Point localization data
-*-

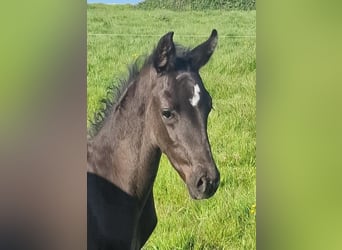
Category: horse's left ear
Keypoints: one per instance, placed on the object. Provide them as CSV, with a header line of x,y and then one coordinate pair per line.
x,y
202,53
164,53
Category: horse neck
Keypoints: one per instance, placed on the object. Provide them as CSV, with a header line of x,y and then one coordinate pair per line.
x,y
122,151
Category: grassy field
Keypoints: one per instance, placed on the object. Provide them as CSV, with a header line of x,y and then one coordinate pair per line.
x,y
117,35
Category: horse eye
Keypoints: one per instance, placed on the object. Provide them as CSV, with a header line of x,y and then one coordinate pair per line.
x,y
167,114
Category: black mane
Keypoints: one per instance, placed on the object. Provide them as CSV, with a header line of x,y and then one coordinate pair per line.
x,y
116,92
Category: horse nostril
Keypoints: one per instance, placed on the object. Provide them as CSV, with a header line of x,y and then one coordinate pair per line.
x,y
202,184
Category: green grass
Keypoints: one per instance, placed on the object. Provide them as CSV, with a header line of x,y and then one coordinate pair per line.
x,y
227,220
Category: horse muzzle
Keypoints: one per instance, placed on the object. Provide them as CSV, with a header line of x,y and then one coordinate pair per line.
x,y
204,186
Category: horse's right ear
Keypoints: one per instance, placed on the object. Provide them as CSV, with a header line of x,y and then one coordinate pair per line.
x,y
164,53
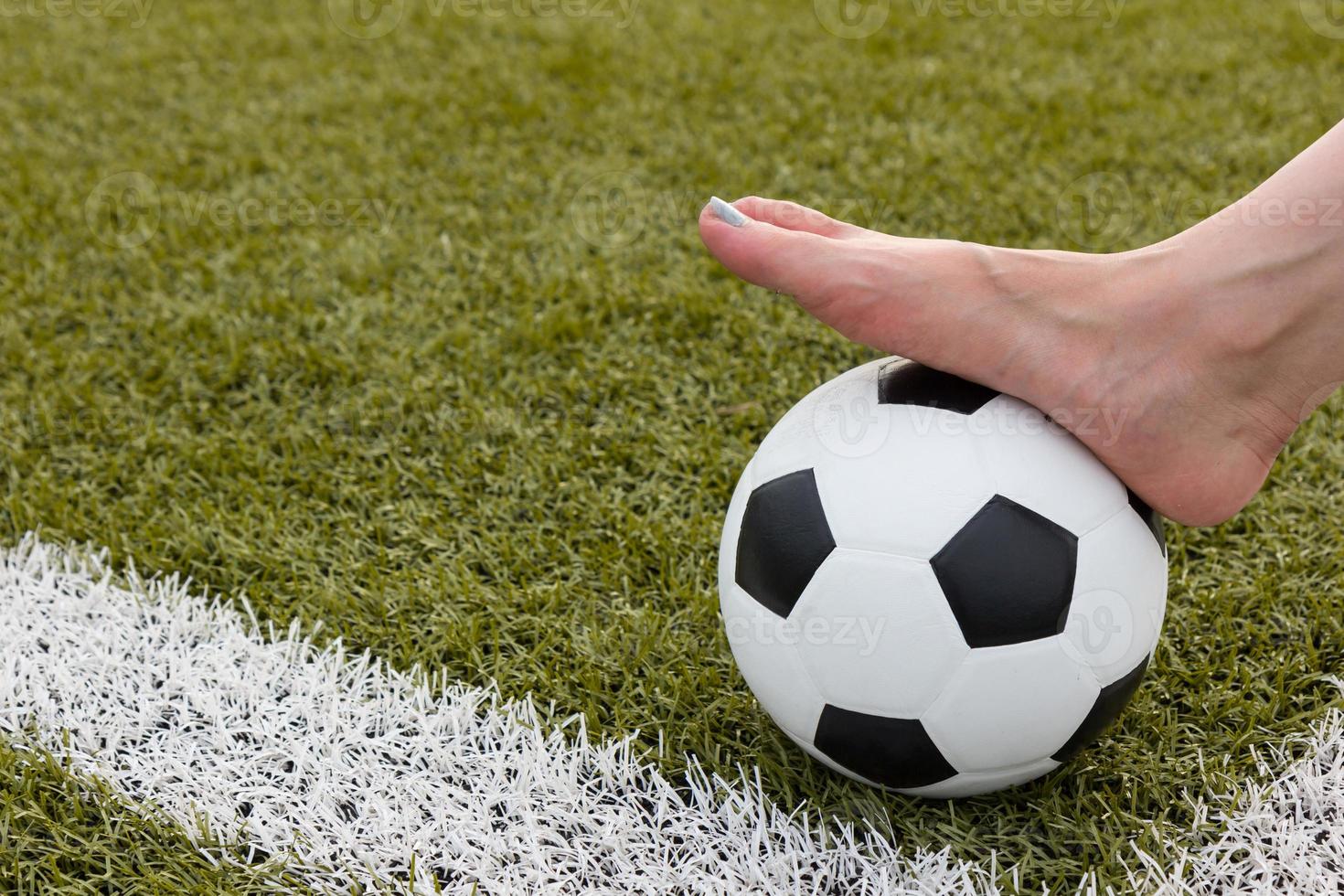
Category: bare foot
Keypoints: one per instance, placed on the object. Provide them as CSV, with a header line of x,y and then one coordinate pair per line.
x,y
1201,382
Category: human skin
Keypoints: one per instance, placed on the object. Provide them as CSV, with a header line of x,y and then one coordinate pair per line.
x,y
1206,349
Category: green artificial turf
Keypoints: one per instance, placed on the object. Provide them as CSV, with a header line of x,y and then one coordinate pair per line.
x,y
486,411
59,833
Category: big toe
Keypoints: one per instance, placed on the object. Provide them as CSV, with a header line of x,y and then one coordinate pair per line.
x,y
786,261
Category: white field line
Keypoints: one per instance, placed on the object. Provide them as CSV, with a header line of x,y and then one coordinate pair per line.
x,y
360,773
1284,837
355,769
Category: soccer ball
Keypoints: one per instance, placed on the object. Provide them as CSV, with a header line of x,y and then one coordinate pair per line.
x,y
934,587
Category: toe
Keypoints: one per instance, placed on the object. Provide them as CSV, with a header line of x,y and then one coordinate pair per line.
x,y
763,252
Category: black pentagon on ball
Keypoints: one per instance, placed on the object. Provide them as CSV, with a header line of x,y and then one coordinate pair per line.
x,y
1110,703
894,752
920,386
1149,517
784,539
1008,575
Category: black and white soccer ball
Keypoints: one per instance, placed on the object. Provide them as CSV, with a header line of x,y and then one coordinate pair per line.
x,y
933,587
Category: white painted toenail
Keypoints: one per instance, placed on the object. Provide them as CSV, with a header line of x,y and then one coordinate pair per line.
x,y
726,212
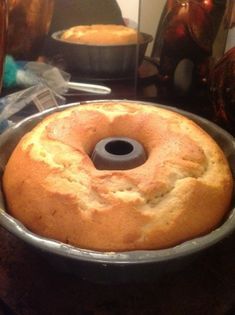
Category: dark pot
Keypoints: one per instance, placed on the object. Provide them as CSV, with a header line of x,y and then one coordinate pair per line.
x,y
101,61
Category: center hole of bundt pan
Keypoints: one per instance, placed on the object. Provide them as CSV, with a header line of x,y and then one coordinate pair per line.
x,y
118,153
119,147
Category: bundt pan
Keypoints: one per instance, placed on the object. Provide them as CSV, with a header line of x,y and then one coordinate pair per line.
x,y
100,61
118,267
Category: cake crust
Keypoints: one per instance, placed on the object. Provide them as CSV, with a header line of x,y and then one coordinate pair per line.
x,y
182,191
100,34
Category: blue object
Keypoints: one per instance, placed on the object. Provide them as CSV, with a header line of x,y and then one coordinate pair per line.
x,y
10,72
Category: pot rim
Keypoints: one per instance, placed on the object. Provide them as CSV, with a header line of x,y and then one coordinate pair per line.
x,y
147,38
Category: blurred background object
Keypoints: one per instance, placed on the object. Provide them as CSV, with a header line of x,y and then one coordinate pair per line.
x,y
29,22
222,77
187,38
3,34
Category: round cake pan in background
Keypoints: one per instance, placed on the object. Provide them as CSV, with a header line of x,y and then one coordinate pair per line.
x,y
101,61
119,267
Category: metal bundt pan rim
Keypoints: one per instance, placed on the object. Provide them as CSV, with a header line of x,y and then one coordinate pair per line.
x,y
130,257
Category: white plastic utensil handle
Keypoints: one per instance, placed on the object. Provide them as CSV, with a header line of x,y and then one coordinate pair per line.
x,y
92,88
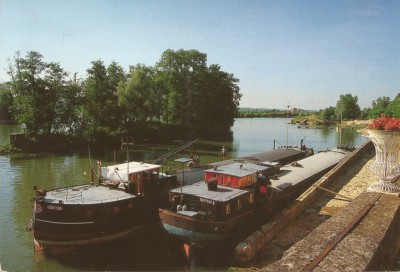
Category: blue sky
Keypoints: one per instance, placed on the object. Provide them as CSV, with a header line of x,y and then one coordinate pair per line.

-*-

TASK BRIEF | If a line in the data holds the word "soccer", count it, then state the total alone.

SOLUTION TO THIS PROBLEM | 2